# INPUT MATERIAL
----------------
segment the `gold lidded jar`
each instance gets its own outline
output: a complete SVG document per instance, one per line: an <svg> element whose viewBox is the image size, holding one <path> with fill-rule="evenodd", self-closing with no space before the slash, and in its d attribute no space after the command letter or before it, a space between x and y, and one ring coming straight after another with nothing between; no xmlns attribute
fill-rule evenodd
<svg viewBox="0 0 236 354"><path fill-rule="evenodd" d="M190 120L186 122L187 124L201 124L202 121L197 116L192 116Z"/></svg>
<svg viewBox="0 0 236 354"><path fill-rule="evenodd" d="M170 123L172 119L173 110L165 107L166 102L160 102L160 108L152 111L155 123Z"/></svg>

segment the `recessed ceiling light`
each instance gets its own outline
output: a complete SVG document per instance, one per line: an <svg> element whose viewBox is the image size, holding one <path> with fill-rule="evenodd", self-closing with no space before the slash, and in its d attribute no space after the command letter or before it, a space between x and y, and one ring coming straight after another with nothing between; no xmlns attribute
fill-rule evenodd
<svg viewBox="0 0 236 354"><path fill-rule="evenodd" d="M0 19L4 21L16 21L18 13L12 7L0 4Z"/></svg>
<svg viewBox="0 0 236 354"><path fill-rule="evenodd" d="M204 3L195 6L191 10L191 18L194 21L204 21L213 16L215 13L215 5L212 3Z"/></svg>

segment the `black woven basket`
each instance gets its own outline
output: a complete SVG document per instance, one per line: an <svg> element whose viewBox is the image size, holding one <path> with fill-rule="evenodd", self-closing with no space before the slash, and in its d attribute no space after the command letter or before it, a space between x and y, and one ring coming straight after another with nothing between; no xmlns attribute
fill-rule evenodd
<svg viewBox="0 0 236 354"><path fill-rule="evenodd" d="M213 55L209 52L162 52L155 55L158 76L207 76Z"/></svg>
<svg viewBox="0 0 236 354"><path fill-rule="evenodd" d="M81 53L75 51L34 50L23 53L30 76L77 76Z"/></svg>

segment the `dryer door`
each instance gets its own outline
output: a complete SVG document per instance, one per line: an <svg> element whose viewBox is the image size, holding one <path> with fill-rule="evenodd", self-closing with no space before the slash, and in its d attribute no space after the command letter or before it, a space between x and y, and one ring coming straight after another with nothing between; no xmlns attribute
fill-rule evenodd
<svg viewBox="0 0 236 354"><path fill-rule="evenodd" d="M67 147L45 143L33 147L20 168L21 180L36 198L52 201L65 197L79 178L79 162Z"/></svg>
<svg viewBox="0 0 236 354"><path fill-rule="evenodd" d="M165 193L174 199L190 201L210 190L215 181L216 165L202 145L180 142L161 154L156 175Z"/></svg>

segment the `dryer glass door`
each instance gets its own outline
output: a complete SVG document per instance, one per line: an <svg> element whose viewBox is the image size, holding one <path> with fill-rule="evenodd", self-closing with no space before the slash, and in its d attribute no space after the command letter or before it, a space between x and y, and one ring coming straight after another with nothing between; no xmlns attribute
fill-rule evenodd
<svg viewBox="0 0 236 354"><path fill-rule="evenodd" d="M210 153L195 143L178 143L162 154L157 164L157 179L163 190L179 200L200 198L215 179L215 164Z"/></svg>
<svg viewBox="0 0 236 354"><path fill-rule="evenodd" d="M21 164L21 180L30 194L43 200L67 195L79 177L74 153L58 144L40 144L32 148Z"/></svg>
----------------
# EXERCISE GOAL
Each line of the records should be transcribed without change.

# RESULT OF THIS EXERCISE
segment the `gold lidded jar`
each instance gets its own outline
output: a complete SVG document per instance, one per line: an <svg> element whose viewBox is the image size, holding one <path> with fill-rule="evenodd", self-closing with no space before the slash, and in its d attribute no space after the command letter or before it, a space between x and y, and one ring coming straight after another with nothing between; no xmlns attribute
fill-rule evenodd
<svg viewBox="0 0 236 354"><path fill-rule="evenodd" d="M190 120L186 122L187 124L201 124L202 121L197 116L192 116Z"/></svg>
<svg viewBox="0 0 236 354"><path fill-rule="evenodd" d="M170 123L172 119L173 110L165 107L166 102L160 102L160 108L152 111L155 123Z"/></svg>

segment the `recessed ceiling light`
each instance gets its own outline
output: a complete SVG document per instance, one per line: an <svg> element whose viewBox is the image size, holding one <path> with fill-rule="evenodd", self-closing with no space before the slash, and in its d attribute no space after the command letter or before it, a space between x and y, and one ring coming straight after another with nothing between; no xmlns attribute
fill-rule evenodd
<svg viewBox="0 0 236 354"><path fill-rule="evenodd" d="M0 19L4 21L16 21L18 13L12 7L0 4Z"/></svg>
<svg viewBox="0 0 236 354"><path fill-rule="evenodd" d="M204 3L195 6L191 10L191 18L194 21L204 21L213 16L215 13L215 5L212 3Z"/></svg>

segment the `black woven basket`
each instance gets its own outline
output: a complete SVG document per instance, one per line: an <svg> element whose viewBox is the image size, holding one <path> with fill-rule="evenodd", self-closing with no space before the slash, and in its d attribute no space after the command letter or before it, a space between x and y, and one ring coming straight after another with nothing between; no xmlns attribute
fill-rule evenodd
<svg viewBox="0 0 236 354"><path fill-rule="evenodd" d="M213 55L209 52L162 52L155 55L158 76L207 76Z"/></svg>
<svg viewBox="0 0 236 354"><path fill-rule="evenodd" d="M81 53L75 51L34 50L23 53L30 76L77 76Z"/></svg>

segment the `dryer door`
each instance gets its own outline
output: a complete SVG document per instance, one per line: an <svg> element whose viewBox is the image size, holding one <path> with fill-rule="evenodd", self-closing with no space before the slash, and in its d attribute no space after the command letter or before it, a space between x and y, and one ring coming straight after another with nothing between; no xmlns attribute
fill-rule evenodd
<svg viewBox="0 0 236 354"><path fill-rule="evenodd" d="M67 147L45 143L33 147L20 168L21 180L36 198L52 201L65 197L79 178L79 162Z"/></svg>
<svg viewBox="0 0 236 354"><path fill-rule="evenodd" d="M165 193L174 199L190 201L210 190L215 181L216 165L202 145L180 142L161 154L156 175Z"/></svg>

segment the `dryer glass door`
each instance gets its own outline
output: a complete SVG document per instance, one per line: an <svg> element whose viewBox is the image size, holding one <path> with fill-rule="evenodd", self-closing with no space before the slash, and in its d attribute no space after the command letter or before it, a space between x and y, and one ring coming straight after another with nothing between; no xmlns attribute
fill-rule evenodd
<svg viewBox="0 0 236 354"><path fill-rule="evenodd" d="M210 153L195 143L178 143L162 154L157 164L157 179L163 190L179 200L200 198L215 179L215 164Z"/></svg>
<svg viewBox="0 0 236 354"><path fill-rule="evenodd" d="M21 164L21 180L30 194L43 200L67 195L79 177L74 153L58 144L40 144L32 148Z"/></svg>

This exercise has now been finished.